Exercise prompt: Copy the records word for word, omitting all pictures.

=== Extracted data ===

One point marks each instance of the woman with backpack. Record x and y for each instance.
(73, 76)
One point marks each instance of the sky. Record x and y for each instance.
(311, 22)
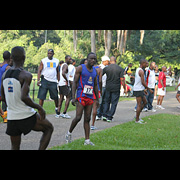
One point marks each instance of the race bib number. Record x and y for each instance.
(88, 90)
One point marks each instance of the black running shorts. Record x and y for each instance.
(17, 127)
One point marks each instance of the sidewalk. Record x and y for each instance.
(124, 113)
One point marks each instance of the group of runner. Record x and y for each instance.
(22, 118)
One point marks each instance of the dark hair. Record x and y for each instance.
(61, 62)
(18, 54)
(6, 55)
(51, 50)
(90, 54)
(67, 56)
(142, 61)
(82, 61)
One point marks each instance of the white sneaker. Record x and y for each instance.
(88, 142)
(93, 127)
(65, 116)
(140, 122)
(57, 116)
(68, 138)
(145, 110)
(98, 118)
(157, 106)
(160, 107)
(152, 110)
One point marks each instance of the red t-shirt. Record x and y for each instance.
(163, 77)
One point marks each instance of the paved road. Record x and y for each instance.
(124, 113)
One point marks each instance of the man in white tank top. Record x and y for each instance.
(22, 118)
(139, 89)
(49, 73)
(64, 89)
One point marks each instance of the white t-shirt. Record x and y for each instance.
(17, 109)
(71, 72)
(178, 83)
(62, 81)
(150, 80)
(49, 69)
(104, 77)
(138, 84)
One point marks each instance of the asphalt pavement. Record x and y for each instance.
(124, 113)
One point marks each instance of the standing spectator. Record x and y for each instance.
(150, 81)
(127, 68)
(49, 73)
(139, 87)
(96, 103)
(178, 92)
(3, 67)
(157, 80)
(114, 78)
(100, 110)
(161, 88)
(64, 89)
(71, 71)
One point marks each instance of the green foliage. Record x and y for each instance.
(161, 46)
(159, 132)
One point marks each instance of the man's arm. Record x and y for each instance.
(25, 80)
(39, 73)
(75, 83)
(141, 74)
(64, 71)
(96, 91)
(58, 74)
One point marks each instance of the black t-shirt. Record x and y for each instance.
(114, 73)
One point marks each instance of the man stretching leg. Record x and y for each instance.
(86, 78)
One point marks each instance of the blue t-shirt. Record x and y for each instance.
(86, 82)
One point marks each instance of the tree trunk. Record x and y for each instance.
(93, 41)
(75, 40)
(99, 36)
(121, 42)
(105, 42)
(142, 36)
(118, 38)
(109, 38)
(125, 39)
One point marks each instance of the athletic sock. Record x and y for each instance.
(69, 133)
(87, 140)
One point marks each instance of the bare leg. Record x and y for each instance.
(140, 106)
(47, 128)
(177, 97)
(158, 100)
(15, 142)
(60, 102)
(161, 99)
(41, 102)
(87, 117)
(94, 112)
(79, 112)
(67, 103)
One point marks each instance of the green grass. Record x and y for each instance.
(160, 132)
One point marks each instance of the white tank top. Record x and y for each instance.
(17, 109)
(49, 69)
(62, 81)
(138, 84)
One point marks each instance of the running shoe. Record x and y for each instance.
(88, 143)
(65, 116)
(93, 127)
(140, 122)
(68, 138)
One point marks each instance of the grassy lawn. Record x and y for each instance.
(160, 132)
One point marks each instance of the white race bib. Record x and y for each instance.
(88, 90)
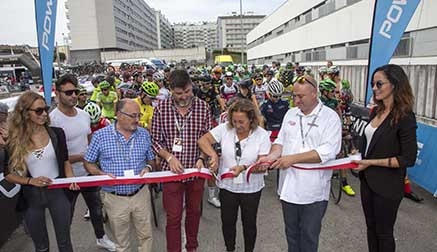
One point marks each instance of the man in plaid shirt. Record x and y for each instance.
(177, 124)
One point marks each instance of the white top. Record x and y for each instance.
(257, 143)
(43, 162)
(302, 186)
(368, 132)
(76, 128)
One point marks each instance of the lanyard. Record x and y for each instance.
(310, 124)
(181, 127)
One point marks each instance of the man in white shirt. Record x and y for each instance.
(76, 125)
(310, 133)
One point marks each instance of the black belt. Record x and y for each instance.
(128, 194)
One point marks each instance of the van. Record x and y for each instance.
(224, 60)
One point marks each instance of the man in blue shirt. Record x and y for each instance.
(124, 149)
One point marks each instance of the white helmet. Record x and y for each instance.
(94, 111)
(275, 88)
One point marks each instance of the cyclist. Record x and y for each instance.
(107, 100)
(149, 91)
(82, 99)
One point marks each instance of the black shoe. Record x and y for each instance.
(414, 197)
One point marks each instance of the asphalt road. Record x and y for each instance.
(343, 227)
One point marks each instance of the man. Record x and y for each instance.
(76, 125)
(310, 133)
(177, 124)
(124, 149)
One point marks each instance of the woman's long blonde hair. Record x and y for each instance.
(21, 129)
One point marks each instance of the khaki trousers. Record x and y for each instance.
(122, 210)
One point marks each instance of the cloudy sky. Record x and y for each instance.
(17, 25)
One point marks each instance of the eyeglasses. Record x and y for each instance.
(237, 148)
(303, 79)
(133, 116)
(378, 84)
(39, 111)
(70, 92)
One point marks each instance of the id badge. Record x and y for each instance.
(177, 145)
(239, 179)
(129, 173)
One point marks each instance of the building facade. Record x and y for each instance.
(232, 30)
(99, 25)
(164, 31)
(187, 35)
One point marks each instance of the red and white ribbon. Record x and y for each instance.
(148, 178)
(337, 164)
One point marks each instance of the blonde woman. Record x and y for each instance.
(37, 154)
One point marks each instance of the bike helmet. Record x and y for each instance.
(327, 85)
(94, 111)
(275, 88)
(150, 88)
(104, 85)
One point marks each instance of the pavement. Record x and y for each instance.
(343, 226)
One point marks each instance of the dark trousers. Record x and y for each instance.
(172, 198)
(380, 216)
(303, 224)
(230, 202)
(91, 195)
(59, 207)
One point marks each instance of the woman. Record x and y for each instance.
(38, 154)
(389, 146)
(250, 142)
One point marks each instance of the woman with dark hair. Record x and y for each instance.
(37, 154)
(389, 146)
(250, 142)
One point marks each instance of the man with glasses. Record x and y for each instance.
(177, 124)
(124, 149)
(76, 125)
(310, 133)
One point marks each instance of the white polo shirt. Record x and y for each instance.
(257, 143)
(324, 136)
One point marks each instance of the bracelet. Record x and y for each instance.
(201, 158)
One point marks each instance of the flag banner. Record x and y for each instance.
(45, 14)
(390, 19)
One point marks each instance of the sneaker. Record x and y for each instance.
(214, 201)
(87, 216)
(348, 190)
(104, 242)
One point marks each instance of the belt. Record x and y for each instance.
(128, 194)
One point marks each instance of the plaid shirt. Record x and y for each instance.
(116, 154)
(196, 123)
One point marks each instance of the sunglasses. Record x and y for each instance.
(39, 111)
(70, 92)
(237, 148)
(133, 116)
(303, 79)
(378, 84)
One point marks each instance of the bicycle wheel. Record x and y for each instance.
(336, 186)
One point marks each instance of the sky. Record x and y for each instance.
(17, 25)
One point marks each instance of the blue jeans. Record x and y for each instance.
(303, 224)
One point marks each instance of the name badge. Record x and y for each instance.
(129, 173)
(177, 144)
(239, 179)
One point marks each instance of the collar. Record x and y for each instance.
(313, 112)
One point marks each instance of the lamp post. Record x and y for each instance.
(242, 31)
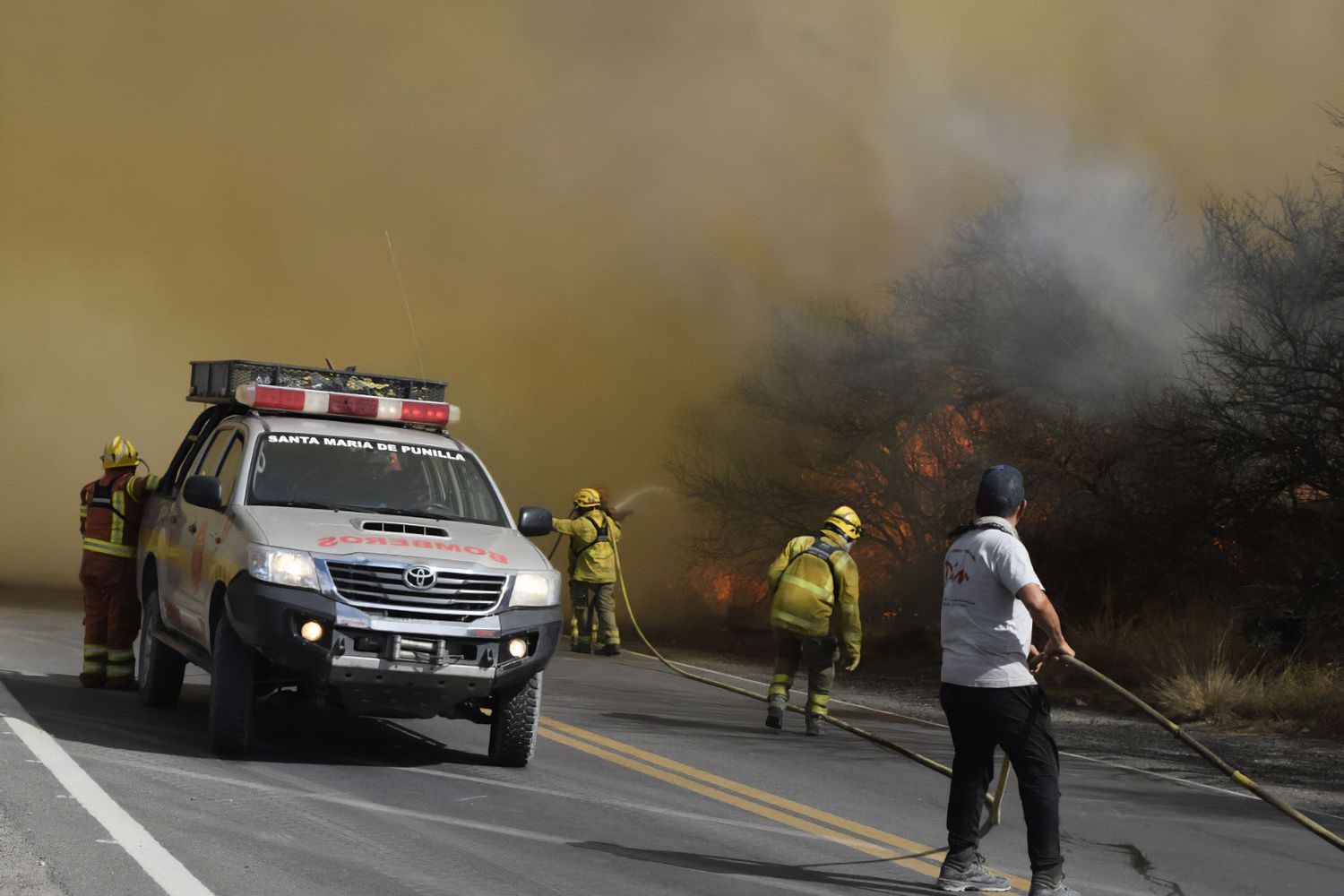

===

Exercise result:
One point marks each instance of the woman with backpack. Record x and y for each instance.
(73, 76)
One point marks each instance of the sky. Record x and y for each instance.
(311, 22)
One point marks each instance of the race bib number. Record x and y for each instance.
(88, 90)
One point marks each instance of the black running shorts. Record x and y for each instance.
(17, 127)
One point marks each instance of the sidewalk. Record x and y for each instance.
(124, 113)
One point marks each instance of the group of runner. Record x and y for each instance.
(22, 118)
One point marks each instance of the dark hair. Record x and y for each instance.
(61, 62)
(18, 54)
(6, 55)
(51, 50)
(90, 54)
(67, 56)
(142, 61)
(82, 61)
One point marks each instance of the white sneaker. Record x and y for each instance.
(88, 142)
(93, 127)
(65, 116)
(140, 122)
(57, 116)
(68, 138)
(145, 110)
(98, 118)
(157, 106)
(160, 107)
(152, 110)
One point marks each instance of the red t-shirt. Record x and y for each instance.
(163, 77)
One point marks each instance of the paved road. Record x and y for each instance.
(124, 113)
One point marks each instance of the man in white tank top. Record x and y for each instance.
(22, 118)
(139, 89)
(49, 73)
(64, 89)
One point marks each instance of the white t-shirt. Record x and y for each instance.
(17, 109)
(71, 72)
(178, 83)
(62, 81)
(150, 80)
(49, 69)
(104, 77)
(138, 84)
One point marks each instance of the asphalt pavement. Record x and y for each instance.
(124, 113)
One point marks each instance of the standing spectator. Record x and y for each instance.
(150, 81)
(127, 68)
(49, 73)
(139, 87)
(96, 103)
(178, 92)
(3, 67)
(157, 80)
(114, 78)
(100, 110)
(161, 88)
(64, 89)
(71, 71)
One point marks each instance of the green foliage. Record x and y for each instance.
(161, 46)
(159, 132)
One point marks each instance of the man's arm. Record x and y for each instance.
(25, 80)
(39, 73)
(75, 83)
(141, 74)
(64, 71)
(96, 91)
(58, 74)
One point marks each instance of the black t-shirt. Record x and y for each instance.
(114, 73)
One point marks each instance of the man stretching leg. Record x and y for each instance.
(86, 78)
One point marks each instance of the blue t-shirt. Record x and y for each instance.
(86, 82)
One point marks each instance of the tree trunk. Record x and y for each instance.
(93, 41)
(75, 40)
(99, 36)
(121, 42)
(105, 42)
(142, 36)
(118, 38)
(109, 38)
(125, 39)
One point marks each instance of the athletic sock. Record x and y for each instance.
(69, 133)
(87, 140)
One point marks each instance of the bare leg. Record x and y for each instance.
(140, 106)
(47, 128)
(177, 97)
(158, 100)
(15, 142)
(60, 102)
(161, 99)
(41, 102)
(87, 117)
(94, 112)
(79, 112)
(67, 103)
One point marks each instance of the green grass. Record x and y for each instance.
(160, 132)
One point marks each instance of the white tank top. Record x and y for each instance.
(17, 109)
(49, 69)
(62, 81)
(138, 84)
One point marks each instance of the running shoe. Record x and y for each instance.
(88, 143)
(65, 116)
(93, 127)
(140, 122)
(68, 138)
One point marks each instance of the grassy lawn. Record x and y for each instance.
(160, 132)
One point marks each instance of the white race bib. Record x and y for each instance.
(88, 90)
One point marks each instance of the man in plaid shirt. Record x and y for each instance.
(177, 124)
One point marks each instance of the white top. Record x and y for each instance.
(257, 143)
(43, 162)
(302, 186)
(368, 132)
(76, 128)
One point marks each instance of the lanyard. Record x and y for each instance.
(310, 124)
(181, 127)
One point marks each instance of the man in white shirt. Record x and y for each instance.
(76, 125)
(310, 133)
One point marks each instance of the black belt. Record x and y for each instance.
(128, 194)
One point marks each instance of the van. Record x and y for each instance.
(224, 60)
One point marks each instance of the man in blue shirt. Record x and y for each instance.
(124, 149)
One point marks each instance of the white helmet. Record x and y for each instance.
(94, 111)
(275, 88)
One point marks each instance of the cyclist. Record x and y for each instance.
(107, 100)
(149, 91)
(82, 99)
One point marks each instance of the black shoe. Record x and y for each instance.
(414, 197)
One point marks each instance of the asphalt road. Record x and y for each instance.
(343, 227)
One point marks each instance of the man. Record x and y for each instance.
(76, 125)
(310, 133)
(177, 124)
(124, 149)
One point marks each instance of the woman's long blonde hair. Record x and y for each instance.
(21, 129)
One point marks each instance of the khaki trousers. Record x and y for each instance.
(122, 210)
One point marks each instance of the cloudy sky. Record x and y for each instance.
(17, 25)
One point marks each instance of the eyeglasses. Record x and y for each instance.
(237, 148)
(303, 79)
(133, 116)
(378, 84)
(39, 111)
(70, 92)
One point marks each instance of the id badge. Record x and y for each instance.
(177, 145)
(239, 179)
(129, 173)
One point marks each instance of the building facade. Record x and y for each instance.
(232, 30)
(99, 25)
(164, 31)
(187, 35)
One point marks each instance of the red and white ribbon. Record x and y for each instance.
(148, 178)
(337, 164)
One point marks each instance of the blonde woman. Record x and y for each instance.
(37, 154)
One point marks each instance of the bike helmet. Record x and y for each instance.
(327, 85)
(94, 111)
(275, 88)
(150, 88)
(104, 85)
One point marks each instance of the pavement. Record x and y for each instance.
(343, 226)
One point marks each instance of the dark trousers. Record x and y for each instance.
(172, 198)
(380, 216)
(303, 224)
(230, 202)
(91, 195)
(59, 207)
One point marks each instance of the woman. Record x and y for each instance.
(38, 154)
(389, 146)
(250, 142)
One point marks each instance of the woman with dark hair. Record x and y for each instance.
(37, 154)
(389, 146)
(250, 142)
One point marks each instance of the man with glasses. Record x and y for each instance.
(177, 124)
(124, 149)
(76, 125)
(310, 133)
One point marks each instance of the white polo shirt. Record x and y for each instance.
(257, 143)
(324, 136)
One point marks each instance of the bracelet. Record x and y for each instance.
(201, 158)
One point marks each instance of the flag banner. Record x and y for each instance.
(45, 14)
(390, 19)
One point marks each instance of the sneaker. Record x and y for each instance.
(214, 201)
(87, 216)
(348, 190)
(104, 242)
One point marks each instance of the belt. Record x and y for each instance.
(128, 194)
One point marks each instance of the plaid shirt. Record x and y for each instance.
(116, 154)
(196, 123)
One point marks each instance of the sunglasses. Record x and y for each instance.
(39, 111)
(70, 92)
(237, 148)
(133, 116)
(303, 79)
(378, 84)
One point marks each instance of the bicycle wheel. Record x and y for each instance.
(336, 186)
One point marks each instance of the sky. Record x and y for each instance.
(17, 25)
One point marks each instance of the blue jeans. Record x and y for each instance.
(303, 224)
One point marks each instance of the name badge. Record x and y for each instance.
(129, 173)
(177, 144)
(239, 179)
One point marks each instance of the collar. Record x and y for each instance.
(313, 112)
One point marks each instance of the lamp post. Record x and y for each instance.
(242, 31)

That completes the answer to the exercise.